_Task goal_.
Repeat the entire listing exactly as written.

_Data extract_.

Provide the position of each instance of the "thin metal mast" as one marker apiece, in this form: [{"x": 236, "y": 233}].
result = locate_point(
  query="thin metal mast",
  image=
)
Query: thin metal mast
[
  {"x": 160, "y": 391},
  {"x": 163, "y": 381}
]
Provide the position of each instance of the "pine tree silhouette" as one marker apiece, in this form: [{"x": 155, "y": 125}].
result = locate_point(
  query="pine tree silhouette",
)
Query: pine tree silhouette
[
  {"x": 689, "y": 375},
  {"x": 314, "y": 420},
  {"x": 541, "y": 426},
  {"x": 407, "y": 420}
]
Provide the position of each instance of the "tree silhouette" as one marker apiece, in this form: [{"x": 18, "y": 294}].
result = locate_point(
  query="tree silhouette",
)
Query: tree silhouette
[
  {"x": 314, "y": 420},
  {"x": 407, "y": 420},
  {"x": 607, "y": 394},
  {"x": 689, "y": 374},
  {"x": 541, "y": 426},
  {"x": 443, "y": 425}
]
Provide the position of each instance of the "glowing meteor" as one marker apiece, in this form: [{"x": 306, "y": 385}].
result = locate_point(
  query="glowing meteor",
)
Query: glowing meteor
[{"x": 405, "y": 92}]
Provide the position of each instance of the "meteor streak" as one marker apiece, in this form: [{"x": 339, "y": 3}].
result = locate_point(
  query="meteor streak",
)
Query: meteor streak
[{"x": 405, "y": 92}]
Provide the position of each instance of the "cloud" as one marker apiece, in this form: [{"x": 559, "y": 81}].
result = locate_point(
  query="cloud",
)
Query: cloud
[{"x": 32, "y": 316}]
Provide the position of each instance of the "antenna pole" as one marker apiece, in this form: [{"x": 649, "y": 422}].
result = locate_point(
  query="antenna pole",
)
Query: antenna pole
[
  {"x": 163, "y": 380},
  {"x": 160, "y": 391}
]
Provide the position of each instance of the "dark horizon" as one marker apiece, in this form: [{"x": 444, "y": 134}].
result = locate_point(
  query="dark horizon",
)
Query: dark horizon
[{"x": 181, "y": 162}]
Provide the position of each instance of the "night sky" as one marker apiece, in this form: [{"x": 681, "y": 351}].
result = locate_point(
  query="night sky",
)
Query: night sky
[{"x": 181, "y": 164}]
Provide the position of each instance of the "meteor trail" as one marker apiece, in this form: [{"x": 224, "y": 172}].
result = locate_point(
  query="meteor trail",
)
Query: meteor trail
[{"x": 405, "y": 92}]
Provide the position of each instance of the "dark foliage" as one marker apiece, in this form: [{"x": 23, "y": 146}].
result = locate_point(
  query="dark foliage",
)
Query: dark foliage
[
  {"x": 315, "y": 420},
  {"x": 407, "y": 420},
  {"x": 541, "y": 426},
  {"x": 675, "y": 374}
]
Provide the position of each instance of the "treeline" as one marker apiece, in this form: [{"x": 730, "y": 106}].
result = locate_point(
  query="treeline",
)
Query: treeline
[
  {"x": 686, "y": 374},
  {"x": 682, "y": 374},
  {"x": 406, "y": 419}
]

_Final answer_.
Provide the position of each instance of the "thin metal mast" as one marker apiece, in this form: [{"x": 236, "y": 233}].
result = locate_point(
  query="thin metal mast",
  image=
)
Query: thin metal mast
[
  {"x": 160, "y": 391},
  {"x": 163, "y": 381}
]
Provide the position of each instance of the "pine tree silhouette" as one marker apiece, in this form: [{"x": 155, "y": 125}].
result = locate_point(
  query="pine tree silhouette",
)
Query: pine tree silhouette
[
  {"x": 689, "y": 375},
  {"x": 314, "y": 420},
  {"x": 541, "y": 426},
  {"x": 407, "y": 420}
]
Provide the position of each instance of the "tree silhouette" as one marker apiece, in this form: [{"x": 18, "y": 294}].
result = locate_point(
  query="tree silhouette",
)
Query: tree silhouette
[
  {"x": 314, "y": 420},
  {"x": 407, "y": 420},
  {"x": 607, "y": 394},
  {"x": 689, "y": 374},
  {"x": 541, "y": 426},
  {"x": 443, "y": 425}
]
Provide the position of each instance of the "glowing meteor" as one marker apiece, in this form: [{"x": 306, "y": 385}].
result = locate_point(
  query="glowing meteor",
)
Query: glowing meteor
[{"x": 405, "y": 92}]
Provide the position of each instance of the "meteor streak" as one marker apiece, in this form: [{"x": 339, "y": 3}].
result = locate_point(
  query="meteor streak",
)
Query: meteor streak
[{"x": 405, "y": 92}]
Provide the position of each instance of the "cloud" as one marker apiece, in this form: [{"x": 559, "y": 81}].
result = locate_point(
  query="cloud",
)
Query: cloud
[{"x": 32, "y": 316}]
Provide the position of each instance of the "antenna pole" as one marker apiece, in this form: [{"x": 649, "y": 422}].
result = locate_point(
  query="antenna pole",
)
Query: antenna pole
[
  {"x": 163, "y": 380},
  {"x": 160, "y": 391}
]
Provide the position of each instance of the "dark horizon" as one marker apiece, in this form: [{"x": 444, "y": 134}].
result = locate_point(
  query="dark horizon",
)
Query: dark horizon
[{"x": 181, "y": 162}]
Provide the position of each instance of the "night sky" as one marker apiece, in this form: [{"x": 681, "y": 351}].
result = locate_point(
  query="night sky",
)
Query: night sky
[{"x": 181, "y": 164}]
Provide the position of each instance of the "meteor trail" as one marker apiece, in this form: [{"x": 224, "y": 172}].
result = locate_point(
  query="meteor trail",
)
Query: meteor trail
[{"x": 405, "y": 92}]
Provide the position of each instance of the "dark foliage" as one marker apiece, in this form: [{"x": 23, "y": 146}].
result = locate_point(
  query="dark foliage",
)
Query: dark foliage
[
  {"x": 315, "y": 420},
  {"x": 407, "y": 420},
  {"x": 541, "y": 426},
  {"x": 675, "y": 374}
]
Provide the position of each instance of the "treeline" as one marker apiece, in this form: [{"x": 730, "y": 106}].
result = locate_point(
  query="treeline",
)
Query: treeline
[
  {"x": 686, "y": 374},
  {"x": 682, "y": 374},
  {"x": 406, "y": 419}
]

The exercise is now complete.